- What you are asked to do -
Return each line of the material below that contains the string "point".

[Image object location entries]
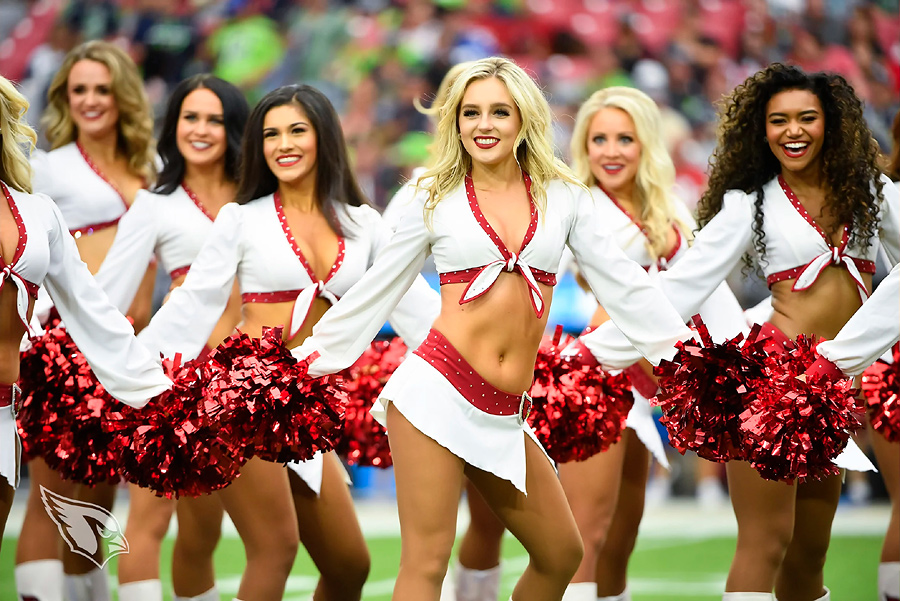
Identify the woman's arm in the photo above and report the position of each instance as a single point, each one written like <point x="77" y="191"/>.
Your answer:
<point x="135" y="241"/>
<point x="347" y="328"/>
<point x="126" y="368"/>
<point x="184" y="323"/>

- Result of this exercise -
Identify the woman's arm in the photo above and report the position of each instance as a single point, each one written like <point x="77" y="191"/>.
<point x="135" y="241"/>
<point x="347" y="328"/>
<point x="126" y="368"/>
<point x="184" y="323"/>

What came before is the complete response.